- [Recorded data]:
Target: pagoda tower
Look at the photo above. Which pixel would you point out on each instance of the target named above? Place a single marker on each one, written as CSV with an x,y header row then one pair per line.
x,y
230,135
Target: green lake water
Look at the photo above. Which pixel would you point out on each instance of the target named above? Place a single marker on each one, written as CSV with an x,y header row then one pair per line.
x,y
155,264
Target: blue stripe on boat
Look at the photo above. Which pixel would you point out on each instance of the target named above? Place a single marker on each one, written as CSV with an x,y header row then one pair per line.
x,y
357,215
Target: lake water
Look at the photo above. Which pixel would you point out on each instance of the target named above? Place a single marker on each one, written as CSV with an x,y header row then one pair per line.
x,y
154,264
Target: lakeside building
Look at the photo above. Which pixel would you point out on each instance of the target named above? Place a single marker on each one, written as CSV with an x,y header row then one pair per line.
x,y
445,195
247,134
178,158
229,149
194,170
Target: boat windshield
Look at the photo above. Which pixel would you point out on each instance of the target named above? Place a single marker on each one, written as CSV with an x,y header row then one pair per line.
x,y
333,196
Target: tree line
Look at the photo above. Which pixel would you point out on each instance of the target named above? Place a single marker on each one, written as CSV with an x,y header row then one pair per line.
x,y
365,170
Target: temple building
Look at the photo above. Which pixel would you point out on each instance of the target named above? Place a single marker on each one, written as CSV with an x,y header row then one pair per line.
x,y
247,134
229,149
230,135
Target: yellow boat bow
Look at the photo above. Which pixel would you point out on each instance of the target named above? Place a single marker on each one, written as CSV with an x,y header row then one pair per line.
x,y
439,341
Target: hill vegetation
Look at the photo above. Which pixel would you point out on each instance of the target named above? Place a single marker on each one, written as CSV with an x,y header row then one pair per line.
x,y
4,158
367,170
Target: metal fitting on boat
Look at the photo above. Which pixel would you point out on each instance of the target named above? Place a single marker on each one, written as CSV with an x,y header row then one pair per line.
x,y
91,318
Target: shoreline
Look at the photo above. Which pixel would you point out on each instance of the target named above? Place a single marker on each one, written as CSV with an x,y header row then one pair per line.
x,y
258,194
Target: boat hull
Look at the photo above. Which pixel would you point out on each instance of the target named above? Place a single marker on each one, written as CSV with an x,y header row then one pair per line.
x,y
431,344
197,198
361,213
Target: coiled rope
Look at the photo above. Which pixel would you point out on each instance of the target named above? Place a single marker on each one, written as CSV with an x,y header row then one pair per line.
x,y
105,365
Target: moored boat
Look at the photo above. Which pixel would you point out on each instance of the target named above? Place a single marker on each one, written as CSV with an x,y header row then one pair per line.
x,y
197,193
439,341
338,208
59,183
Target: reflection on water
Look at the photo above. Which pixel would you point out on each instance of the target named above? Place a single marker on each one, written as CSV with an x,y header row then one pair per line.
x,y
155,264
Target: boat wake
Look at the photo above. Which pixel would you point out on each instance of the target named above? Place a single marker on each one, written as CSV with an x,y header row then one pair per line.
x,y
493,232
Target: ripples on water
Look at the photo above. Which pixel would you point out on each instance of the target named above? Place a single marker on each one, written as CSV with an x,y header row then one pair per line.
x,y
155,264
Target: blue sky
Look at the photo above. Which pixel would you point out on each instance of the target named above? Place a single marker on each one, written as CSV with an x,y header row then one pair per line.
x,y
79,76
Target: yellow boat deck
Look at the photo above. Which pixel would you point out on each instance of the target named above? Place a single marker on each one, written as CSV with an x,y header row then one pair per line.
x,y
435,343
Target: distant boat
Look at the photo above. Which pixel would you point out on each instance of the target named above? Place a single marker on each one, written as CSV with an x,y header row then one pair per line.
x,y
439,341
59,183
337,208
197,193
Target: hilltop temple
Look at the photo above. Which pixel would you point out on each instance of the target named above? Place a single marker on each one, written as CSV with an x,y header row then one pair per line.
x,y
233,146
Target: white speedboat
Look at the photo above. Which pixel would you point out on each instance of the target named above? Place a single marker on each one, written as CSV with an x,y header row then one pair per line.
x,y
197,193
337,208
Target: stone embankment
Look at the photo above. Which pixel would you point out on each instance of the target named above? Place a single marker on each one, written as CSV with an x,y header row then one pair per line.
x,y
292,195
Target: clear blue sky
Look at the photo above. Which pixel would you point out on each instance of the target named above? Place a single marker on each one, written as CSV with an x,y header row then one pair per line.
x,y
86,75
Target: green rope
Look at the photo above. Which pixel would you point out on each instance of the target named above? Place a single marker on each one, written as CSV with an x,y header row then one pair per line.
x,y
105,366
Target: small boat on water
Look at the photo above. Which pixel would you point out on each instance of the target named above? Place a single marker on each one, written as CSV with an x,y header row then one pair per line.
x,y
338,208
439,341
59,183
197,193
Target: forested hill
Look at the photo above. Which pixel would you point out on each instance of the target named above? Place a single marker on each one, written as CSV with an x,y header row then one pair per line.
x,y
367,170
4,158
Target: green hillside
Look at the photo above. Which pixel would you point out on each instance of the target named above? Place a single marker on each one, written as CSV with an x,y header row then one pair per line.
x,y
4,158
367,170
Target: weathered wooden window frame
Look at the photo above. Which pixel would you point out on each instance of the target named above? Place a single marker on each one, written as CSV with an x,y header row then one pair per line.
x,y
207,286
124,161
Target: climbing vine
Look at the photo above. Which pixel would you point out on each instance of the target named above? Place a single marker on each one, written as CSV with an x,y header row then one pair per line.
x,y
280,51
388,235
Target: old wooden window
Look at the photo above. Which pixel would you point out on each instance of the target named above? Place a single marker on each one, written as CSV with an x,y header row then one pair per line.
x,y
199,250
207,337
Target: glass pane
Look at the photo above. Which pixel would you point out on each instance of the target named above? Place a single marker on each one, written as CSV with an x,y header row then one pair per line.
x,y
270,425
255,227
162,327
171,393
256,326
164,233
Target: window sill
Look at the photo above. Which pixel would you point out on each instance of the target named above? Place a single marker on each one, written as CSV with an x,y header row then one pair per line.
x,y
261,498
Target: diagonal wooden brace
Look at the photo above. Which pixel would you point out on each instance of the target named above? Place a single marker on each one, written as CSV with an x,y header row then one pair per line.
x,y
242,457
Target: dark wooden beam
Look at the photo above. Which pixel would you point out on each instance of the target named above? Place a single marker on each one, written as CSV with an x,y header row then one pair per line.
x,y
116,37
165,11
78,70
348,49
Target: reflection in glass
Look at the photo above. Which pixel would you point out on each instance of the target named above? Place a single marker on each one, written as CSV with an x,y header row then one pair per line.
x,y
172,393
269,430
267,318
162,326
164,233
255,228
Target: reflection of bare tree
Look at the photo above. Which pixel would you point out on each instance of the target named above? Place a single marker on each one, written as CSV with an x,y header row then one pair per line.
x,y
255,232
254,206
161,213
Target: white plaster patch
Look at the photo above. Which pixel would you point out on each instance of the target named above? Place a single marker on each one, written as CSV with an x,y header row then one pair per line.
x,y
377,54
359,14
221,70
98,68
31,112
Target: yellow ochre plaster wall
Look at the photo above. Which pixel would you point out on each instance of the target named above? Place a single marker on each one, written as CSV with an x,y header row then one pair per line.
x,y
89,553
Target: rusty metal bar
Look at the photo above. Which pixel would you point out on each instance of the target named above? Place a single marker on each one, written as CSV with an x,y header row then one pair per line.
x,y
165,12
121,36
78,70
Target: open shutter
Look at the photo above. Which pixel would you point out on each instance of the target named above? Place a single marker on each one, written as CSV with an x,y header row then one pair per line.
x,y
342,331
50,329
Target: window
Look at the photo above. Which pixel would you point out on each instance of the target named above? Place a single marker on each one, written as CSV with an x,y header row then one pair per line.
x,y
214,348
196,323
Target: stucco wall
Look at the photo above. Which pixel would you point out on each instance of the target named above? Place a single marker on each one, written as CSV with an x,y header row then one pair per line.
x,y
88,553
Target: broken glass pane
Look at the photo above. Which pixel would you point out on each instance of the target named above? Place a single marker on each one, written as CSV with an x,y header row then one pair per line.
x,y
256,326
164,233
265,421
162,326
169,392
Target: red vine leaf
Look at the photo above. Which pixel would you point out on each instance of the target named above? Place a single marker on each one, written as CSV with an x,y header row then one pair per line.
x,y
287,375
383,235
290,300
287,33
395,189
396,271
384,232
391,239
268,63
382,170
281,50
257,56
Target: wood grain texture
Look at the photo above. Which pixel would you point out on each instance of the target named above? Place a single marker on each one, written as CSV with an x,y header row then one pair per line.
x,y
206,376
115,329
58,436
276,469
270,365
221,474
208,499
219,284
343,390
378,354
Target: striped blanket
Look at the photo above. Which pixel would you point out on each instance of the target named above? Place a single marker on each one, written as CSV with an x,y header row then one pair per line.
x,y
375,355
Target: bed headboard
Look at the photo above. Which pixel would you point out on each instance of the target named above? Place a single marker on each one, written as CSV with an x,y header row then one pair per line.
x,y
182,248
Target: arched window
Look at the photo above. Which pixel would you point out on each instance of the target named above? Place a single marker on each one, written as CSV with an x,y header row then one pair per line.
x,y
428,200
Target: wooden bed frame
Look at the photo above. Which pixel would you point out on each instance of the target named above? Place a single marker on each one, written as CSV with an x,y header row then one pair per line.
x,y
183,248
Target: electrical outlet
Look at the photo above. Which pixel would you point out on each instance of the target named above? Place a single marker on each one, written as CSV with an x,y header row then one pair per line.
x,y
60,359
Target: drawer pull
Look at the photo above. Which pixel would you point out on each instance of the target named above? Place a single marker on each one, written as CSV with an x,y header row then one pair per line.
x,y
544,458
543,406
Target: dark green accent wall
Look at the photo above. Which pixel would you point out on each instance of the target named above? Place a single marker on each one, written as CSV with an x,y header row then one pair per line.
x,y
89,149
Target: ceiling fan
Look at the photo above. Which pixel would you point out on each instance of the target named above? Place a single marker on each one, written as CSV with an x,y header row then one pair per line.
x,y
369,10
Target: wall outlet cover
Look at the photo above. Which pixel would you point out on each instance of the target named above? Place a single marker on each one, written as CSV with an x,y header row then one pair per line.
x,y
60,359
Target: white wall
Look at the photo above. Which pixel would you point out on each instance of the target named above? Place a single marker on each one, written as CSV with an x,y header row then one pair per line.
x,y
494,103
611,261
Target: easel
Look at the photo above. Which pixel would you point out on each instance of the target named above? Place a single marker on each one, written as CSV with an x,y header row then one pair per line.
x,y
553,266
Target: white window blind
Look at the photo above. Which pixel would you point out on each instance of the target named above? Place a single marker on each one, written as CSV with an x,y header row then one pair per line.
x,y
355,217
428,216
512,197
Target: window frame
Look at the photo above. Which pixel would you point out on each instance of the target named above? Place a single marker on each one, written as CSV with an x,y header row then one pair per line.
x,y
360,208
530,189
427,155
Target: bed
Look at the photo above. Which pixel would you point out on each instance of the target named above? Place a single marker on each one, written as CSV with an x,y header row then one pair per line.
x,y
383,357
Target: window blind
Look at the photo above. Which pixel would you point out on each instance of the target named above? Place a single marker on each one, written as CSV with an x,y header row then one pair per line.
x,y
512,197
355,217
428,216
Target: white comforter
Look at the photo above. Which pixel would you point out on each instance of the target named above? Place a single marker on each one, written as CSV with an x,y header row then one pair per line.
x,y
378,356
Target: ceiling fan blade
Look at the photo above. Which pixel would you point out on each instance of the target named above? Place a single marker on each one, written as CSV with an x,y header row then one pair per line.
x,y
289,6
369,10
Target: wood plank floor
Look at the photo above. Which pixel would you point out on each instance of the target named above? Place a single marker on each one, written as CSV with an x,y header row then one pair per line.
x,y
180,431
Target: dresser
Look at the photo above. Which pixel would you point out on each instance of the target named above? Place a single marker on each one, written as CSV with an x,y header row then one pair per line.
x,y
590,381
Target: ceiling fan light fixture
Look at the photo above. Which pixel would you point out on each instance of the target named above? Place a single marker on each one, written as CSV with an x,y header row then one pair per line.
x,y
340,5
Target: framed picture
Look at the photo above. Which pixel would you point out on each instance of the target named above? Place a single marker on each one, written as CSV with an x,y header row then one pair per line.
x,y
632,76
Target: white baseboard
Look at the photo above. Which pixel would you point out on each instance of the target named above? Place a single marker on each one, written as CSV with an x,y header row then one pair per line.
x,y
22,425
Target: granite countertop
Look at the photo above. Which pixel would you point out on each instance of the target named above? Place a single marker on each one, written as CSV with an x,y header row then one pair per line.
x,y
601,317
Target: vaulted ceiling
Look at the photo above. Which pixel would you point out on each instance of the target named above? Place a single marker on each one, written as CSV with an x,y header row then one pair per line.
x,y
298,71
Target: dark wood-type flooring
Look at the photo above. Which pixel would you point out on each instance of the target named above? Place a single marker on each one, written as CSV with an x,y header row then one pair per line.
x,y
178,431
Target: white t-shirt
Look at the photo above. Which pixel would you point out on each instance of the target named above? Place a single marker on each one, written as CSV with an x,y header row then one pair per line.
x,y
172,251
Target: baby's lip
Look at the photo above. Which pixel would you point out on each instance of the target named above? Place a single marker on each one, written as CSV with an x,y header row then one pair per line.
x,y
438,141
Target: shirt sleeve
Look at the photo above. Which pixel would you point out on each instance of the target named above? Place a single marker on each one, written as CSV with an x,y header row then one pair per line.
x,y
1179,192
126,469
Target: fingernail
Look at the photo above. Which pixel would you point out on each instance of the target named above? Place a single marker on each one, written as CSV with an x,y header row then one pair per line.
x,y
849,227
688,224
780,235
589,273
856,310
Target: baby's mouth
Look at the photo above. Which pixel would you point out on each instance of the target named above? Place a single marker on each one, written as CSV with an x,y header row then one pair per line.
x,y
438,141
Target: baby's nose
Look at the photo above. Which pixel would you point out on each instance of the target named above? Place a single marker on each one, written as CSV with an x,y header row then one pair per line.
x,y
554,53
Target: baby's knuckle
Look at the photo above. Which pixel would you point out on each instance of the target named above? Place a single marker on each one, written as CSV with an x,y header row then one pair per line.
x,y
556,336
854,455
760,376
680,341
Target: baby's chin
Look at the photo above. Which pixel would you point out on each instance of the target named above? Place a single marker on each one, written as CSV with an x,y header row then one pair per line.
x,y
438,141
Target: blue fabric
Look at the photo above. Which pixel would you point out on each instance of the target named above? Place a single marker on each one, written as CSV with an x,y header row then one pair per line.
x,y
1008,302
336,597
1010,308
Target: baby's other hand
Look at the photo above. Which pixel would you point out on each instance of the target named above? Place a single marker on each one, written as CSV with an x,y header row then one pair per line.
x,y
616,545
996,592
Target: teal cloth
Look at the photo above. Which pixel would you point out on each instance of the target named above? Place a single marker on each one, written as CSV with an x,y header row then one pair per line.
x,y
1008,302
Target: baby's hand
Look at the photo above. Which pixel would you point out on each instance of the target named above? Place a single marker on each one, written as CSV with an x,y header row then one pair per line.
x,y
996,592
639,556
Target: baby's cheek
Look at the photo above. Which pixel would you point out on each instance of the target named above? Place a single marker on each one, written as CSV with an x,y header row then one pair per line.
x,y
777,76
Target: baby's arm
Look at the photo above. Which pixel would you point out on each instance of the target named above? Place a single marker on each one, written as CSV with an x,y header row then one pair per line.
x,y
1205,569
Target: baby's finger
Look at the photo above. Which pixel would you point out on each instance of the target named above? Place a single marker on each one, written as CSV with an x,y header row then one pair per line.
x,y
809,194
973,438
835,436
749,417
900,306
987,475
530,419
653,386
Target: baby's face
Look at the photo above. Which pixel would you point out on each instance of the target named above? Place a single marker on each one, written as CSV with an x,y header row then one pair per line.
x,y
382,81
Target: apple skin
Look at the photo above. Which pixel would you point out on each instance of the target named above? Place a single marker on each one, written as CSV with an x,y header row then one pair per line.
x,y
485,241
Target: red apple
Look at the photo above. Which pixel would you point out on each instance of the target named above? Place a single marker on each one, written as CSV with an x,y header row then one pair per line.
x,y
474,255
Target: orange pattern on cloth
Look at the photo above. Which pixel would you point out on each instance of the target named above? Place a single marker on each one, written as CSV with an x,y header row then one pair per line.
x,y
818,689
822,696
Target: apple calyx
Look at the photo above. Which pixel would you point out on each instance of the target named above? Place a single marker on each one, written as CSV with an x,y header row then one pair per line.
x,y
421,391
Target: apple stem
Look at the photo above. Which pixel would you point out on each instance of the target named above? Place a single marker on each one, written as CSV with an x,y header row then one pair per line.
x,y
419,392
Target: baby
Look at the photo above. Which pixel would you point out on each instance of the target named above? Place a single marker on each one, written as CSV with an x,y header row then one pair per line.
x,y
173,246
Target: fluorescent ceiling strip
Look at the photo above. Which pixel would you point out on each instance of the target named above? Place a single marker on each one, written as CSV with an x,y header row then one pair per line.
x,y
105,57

- [Problem details]:
Rewrite every line of the records from the line that has "Target: apple stem" through the end of the records, and shift each x and y coordinate in the answers by -139.

- [Right answer]:
Target: apple stem
Look at the photo above. Which pixel would you point out on each instance of the target named above? Place a single marker on each one, written as CSV with an x,y header row then one pair per line.
x,y
280,253
Target: baby
Look at the photo above. Which pixel would you point out on each instance of the target named above? Place a single marker on each one, written as CSV with an x,y header row then one pair per line.
x,y
34,107
Target: fluorescent ceiling strip
Look at the photo above. Which pixel would you point out on each instance of the target named above? Place a single marker on each one, written as CSV with an x,y header row then one pair per line.
x,y
-34,-82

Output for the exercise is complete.